═══ Provided passage ═══
# Loading bag salt ideas



## dealer374 (Jan 7, 2010)

Hi guys I've been reading up on some ideas but haven't quiet found one that will be suitable for my application, here is my setup.










It's a Bobcat HS-8 and loading is a pain. I'm at a commercial account (a supermarket) who supplies their own salt due to the concrete deck of the parking garage and large concrete loading pad out back for deliveries.

They have storage containers that store the salt with 55 50lb bags per pallet and I use 1.5-2 pallets per application, I do 2 applications at most.
The hopper holds 10-12 bags and I currently load by lifting 5 bags up on the hopper at a time slicing and dumping... 100+ bags later I'm tired.

Does anyone have any creative ideas to load the hopper? After the remaining dozen or so pallets are gone they have 2,000lb sacks that I will need to load. Really hoping someone can help with a innovative idea to make this easier on myself. Thanks in advance your thoughts are appreciated.
═══ Given information ═══
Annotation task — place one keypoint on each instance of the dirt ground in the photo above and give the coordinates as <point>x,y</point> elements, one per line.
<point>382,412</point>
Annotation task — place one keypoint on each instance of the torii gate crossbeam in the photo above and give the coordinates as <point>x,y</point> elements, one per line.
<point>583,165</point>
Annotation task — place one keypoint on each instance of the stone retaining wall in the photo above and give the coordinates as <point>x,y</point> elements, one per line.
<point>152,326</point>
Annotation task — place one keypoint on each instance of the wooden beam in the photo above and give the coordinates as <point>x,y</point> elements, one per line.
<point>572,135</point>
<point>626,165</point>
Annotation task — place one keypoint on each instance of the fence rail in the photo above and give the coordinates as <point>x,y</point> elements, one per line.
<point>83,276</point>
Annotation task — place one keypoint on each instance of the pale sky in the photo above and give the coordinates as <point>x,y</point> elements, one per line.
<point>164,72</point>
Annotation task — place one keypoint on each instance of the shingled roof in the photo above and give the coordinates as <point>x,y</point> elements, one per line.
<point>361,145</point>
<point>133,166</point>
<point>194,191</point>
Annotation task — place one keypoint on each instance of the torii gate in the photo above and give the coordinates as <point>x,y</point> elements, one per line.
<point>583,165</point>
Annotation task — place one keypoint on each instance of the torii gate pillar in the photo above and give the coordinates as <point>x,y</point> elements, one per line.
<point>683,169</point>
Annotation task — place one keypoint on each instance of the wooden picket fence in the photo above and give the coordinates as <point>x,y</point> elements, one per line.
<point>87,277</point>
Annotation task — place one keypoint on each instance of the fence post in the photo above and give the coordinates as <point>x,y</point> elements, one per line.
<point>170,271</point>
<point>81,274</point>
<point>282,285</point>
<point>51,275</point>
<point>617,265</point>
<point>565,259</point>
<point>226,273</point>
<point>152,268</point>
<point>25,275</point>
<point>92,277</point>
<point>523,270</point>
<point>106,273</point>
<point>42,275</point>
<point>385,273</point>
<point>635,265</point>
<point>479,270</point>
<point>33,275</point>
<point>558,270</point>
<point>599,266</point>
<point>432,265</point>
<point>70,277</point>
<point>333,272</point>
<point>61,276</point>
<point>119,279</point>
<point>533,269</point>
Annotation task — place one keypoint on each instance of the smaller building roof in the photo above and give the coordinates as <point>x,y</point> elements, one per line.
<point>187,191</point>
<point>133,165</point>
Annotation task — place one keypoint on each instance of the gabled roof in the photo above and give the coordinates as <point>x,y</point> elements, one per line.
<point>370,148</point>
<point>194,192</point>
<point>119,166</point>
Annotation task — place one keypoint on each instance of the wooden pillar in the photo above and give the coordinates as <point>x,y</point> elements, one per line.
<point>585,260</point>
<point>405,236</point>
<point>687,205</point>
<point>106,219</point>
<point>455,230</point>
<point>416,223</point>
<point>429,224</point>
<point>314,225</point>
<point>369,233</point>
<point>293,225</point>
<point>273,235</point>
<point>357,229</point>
═══
**Work to complete**
1. Decide whether each statement agrees with the salt-loading post: (a) the hopper holds 10-12 bags, (b) the poster supplies the salt for the supermarket, (c) each pallet carries 55 bags of 50 lb. Answer yes or no for each and quote the deciding words.
2. Write out the stretch of the salt-loading post from "# Loading bag" through "is my setup.", substituting "rig" for "setup".

**Answers given**
1.
(a) Yes: "The hopper holds 10-12 bags"
(b) No: "who supplies their own salt"
(c) Yes: "55 50lb bags per pallet"

2.
# Loading bag salt ideas



## dealer374 (Jan 7, 2010)

Hi guys I've been reading up on some ideas but haven't quiet found one that will be suitable for my application, here is my rig.